## PROMPT 1
Write out the entire Super Rugby column word for word.

:: EXCERPTED PASSAGE ::

Dylan Cleaver's Midweek Fixture

The Crusaders are the best team in Super Rugby but they're nowhere near the most interesting.

That's not a knock on the red-and-black machine – a team that plays a brand of rugby that is both high-functioning and entertaining.

Scott Robertson is cut from a unique bolt of cloth and is 80 decent minutes from emulating Dave Rennie and Graham Henry as the only coaches to win Super Rugby titles in their first two seasons.


The Crusaders have become so synonymous with success that the eight-season Blackadder era – where they missed the playoffs just once but finished no better than runner-up – will be judged as lost years.

You could write a tedious column about how good the Crusaders are using pat phrases like "synonymous with success" (see above) and "culture of achievement", and you would do so without fear of contradiction. The online link to that column would probably be shared several times among Cantabrians on Facechat.

Or you could instead look at the Hurricanes and write something along the lines of: "What the hell has been going on there..?"

The Wellington-based franchise is, by the length of the Trentham straight, the most intriguing team in Super Rugby. They are also the competition's most inexplicable side, having spent the majority of the second half of the season playing like little boys lost.

:::
:: INFORMATION ::

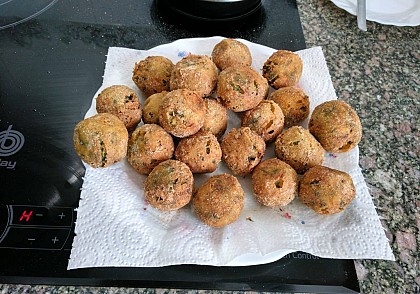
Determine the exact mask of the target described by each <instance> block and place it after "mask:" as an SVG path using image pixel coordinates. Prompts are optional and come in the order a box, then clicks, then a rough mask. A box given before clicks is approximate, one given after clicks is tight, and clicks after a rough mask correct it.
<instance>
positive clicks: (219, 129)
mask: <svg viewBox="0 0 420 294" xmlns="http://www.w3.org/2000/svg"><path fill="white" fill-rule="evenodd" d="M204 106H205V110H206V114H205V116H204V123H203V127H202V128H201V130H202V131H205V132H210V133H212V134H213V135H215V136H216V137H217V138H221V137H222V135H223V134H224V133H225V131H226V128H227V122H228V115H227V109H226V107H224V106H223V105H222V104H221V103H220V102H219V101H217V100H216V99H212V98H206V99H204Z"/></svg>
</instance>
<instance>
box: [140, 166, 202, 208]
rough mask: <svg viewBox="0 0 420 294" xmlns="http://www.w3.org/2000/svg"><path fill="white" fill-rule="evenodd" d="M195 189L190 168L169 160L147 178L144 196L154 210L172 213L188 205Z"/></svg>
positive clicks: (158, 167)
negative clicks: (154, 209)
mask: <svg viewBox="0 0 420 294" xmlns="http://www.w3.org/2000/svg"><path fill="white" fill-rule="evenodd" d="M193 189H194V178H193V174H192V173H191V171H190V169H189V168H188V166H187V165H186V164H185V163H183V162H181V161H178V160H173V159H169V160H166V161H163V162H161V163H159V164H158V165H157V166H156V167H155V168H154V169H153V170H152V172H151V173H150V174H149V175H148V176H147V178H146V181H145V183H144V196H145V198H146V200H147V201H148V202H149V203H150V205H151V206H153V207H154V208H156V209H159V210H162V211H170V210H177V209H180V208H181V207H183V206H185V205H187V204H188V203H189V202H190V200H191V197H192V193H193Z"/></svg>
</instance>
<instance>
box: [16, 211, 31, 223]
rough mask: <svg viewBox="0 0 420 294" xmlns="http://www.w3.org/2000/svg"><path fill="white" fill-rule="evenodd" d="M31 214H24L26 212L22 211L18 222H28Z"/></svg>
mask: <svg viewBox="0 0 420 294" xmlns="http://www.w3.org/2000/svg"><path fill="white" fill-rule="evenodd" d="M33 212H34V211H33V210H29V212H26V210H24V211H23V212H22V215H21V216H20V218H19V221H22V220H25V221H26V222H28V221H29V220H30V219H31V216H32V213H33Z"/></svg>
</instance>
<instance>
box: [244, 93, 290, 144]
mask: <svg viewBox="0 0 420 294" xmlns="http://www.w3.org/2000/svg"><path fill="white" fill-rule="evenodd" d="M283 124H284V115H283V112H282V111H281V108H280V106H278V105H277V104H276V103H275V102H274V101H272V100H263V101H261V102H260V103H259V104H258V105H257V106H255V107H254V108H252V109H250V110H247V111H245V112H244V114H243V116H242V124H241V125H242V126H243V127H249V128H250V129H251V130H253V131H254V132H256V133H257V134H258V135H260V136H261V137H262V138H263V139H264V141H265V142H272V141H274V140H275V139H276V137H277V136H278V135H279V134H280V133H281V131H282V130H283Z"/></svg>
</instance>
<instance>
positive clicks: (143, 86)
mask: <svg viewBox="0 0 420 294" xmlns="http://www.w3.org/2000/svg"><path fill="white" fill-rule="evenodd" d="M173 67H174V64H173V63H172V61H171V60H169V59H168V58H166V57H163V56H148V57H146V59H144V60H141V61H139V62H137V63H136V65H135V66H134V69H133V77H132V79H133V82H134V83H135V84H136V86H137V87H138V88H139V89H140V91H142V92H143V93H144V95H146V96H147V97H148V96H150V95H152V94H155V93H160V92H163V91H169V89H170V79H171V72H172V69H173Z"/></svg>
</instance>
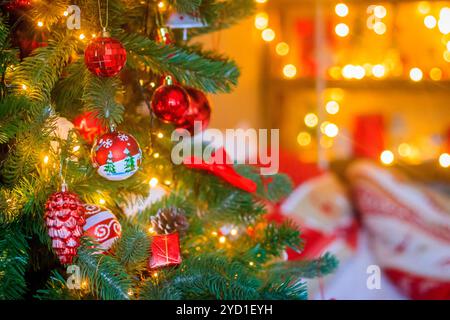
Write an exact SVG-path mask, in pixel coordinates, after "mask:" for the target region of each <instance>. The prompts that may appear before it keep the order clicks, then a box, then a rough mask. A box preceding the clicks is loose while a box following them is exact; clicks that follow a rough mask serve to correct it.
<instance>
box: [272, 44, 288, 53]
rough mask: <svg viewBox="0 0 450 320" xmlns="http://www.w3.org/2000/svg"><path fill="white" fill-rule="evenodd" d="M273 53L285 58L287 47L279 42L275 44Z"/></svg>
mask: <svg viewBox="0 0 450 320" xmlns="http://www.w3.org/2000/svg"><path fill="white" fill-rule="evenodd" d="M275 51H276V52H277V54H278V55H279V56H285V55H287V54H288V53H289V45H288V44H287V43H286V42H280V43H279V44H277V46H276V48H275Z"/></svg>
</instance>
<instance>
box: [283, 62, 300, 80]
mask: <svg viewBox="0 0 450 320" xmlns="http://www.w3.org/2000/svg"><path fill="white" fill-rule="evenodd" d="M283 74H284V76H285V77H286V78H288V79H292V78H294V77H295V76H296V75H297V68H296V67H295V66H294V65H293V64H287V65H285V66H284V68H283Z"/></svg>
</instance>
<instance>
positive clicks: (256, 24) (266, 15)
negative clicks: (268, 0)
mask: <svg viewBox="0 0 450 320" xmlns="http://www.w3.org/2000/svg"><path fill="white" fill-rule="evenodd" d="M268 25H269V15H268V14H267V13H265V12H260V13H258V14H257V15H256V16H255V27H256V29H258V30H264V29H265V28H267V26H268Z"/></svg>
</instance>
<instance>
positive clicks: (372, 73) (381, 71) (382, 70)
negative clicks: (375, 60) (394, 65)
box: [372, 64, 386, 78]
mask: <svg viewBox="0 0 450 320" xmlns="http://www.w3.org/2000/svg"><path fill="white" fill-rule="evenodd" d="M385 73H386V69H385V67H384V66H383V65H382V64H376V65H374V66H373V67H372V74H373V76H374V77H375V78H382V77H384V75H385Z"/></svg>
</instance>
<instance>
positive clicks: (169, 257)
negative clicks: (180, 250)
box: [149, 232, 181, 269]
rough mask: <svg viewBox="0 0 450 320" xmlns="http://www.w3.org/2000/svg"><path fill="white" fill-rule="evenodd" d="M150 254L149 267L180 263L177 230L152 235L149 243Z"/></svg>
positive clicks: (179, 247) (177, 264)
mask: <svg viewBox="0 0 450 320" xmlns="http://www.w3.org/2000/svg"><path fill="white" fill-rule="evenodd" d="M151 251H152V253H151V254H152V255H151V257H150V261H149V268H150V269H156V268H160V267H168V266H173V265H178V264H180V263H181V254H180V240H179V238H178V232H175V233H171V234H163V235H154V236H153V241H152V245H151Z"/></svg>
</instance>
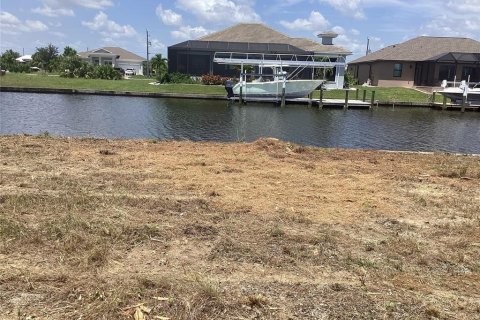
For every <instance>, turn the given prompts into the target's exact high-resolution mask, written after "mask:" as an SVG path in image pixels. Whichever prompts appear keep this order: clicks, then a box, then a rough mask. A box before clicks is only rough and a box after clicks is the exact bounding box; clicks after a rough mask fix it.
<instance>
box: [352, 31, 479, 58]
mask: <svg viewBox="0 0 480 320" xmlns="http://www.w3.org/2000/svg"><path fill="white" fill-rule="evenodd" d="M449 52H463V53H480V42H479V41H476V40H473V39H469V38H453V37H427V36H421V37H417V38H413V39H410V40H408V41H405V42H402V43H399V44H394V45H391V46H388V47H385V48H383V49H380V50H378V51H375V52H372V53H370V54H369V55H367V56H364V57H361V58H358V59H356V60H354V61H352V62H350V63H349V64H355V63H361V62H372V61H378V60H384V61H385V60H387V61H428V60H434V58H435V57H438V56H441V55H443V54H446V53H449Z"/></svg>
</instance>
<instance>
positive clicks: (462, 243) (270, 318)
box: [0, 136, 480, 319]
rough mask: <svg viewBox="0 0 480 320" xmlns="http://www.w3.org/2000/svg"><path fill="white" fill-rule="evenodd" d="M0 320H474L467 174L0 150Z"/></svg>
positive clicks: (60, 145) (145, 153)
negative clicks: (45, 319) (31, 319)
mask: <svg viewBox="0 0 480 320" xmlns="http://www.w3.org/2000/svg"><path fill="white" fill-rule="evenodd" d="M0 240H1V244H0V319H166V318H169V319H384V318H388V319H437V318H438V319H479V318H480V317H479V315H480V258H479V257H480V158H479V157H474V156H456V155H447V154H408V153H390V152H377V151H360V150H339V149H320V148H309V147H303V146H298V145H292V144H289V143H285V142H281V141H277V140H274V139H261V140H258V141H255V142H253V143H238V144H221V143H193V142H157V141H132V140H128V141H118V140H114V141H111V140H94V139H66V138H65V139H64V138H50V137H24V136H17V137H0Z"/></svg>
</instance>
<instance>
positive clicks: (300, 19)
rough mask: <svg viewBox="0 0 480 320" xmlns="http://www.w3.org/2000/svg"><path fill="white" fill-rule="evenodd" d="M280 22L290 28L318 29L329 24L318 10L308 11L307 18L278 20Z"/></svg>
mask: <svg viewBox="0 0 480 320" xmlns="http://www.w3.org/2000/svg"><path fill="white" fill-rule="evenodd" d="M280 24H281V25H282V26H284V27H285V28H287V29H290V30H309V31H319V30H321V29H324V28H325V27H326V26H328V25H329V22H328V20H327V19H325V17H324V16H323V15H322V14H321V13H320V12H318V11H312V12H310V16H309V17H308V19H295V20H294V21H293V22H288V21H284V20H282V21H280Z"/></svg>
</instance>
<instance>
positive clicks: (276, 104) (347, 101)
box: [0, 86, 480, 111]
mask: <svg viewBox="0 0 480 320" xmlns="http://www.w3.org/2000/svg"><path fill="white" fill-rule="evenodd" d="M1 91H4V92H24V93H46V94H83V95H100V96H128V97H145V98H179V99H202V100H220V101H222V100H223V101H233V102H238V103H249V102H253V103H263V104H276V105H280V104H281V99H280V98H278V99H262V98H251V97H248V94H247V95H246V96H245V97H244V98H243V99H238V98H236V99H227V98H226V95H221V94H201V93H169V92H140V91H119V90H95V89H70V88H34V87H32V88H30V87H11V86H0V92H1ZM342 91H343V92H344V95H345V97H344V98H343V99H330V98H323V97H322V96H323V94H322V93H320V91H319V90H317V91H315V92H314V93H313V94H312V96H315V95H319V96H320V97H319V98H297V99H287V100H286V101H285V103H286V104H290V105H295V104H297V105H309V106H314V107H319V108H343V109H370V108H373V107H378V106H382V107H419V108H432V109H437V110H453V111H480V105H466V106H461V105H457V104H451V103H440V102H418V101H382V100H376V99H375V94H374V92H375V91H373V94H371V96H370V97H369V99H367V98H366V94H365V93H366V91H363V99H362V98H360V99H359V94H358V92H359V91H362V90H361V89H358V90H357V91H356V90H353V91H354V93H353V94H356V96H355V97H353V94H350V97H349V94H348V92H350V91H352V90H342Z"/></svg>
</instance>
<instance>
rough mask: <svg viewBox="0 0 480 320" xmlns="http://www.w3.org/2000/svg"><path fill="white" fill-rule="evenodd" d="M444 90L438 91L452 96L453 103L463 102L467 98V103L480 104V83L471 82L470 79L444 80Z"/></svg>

:::

## PROMPT 2
Reproduce the entries from the line with "254L149 267L180 263L177" to the line with "positive clicks: (179, 247) (177, 264)", switching "rough mask" to "approximate mask" and leaving everything else unchanged.

## WRITTEN REPLY 1
Dylan Cleaver's Midweek Fixture

The Crusaders are the best team in Super Rugby but they're nowhere near the most interesting.

That's not a knock on the red-and-black machine – a team that plays a brand of rugby that is both high-functioning and entertaining.

Scott Robertson is cut from a unique bolt of cloth and is 80 decent minutes from emulating Dave Rennie and Graham Henry as the only coaches to win Super Rugby titles in their first two seasons.


The Crusaders have become so synonymous with success that the eight-season Blackadder era – where they missed the playoffs just once but finished no better than runner-up – will be judged as lost years.

You could write a tedious column about how good the Crusaders are using pat phrases like "synonymous with success" (see above) and "culture of achievement", and you would do so without fear of contradiction. The online link to that column would probably be shared several times among Cantabrians on Facechat.

Or you could instead look at the Hurricanes and write something along the lines of: "What the hell has been going on there..?"

The Wellington-based franchise is, by the length of the Trentham straight, the most intriguing team in Super Rugby. They are also the competition's most inexplicable side, having spent the majority of the second half of the season playing like little boys lost.

## WRITTEN REPLY 2
approximate mask: <svg viewBox="0 0 450 320" xmlns="http://www.w3.org/2000/svg"><path fill="white" fill-rule="evenodd" d="M150 254L149 267L180 263L177 230L152 235L149 243Z"/></svg>
positive clicks: (179, 247) (177, 264)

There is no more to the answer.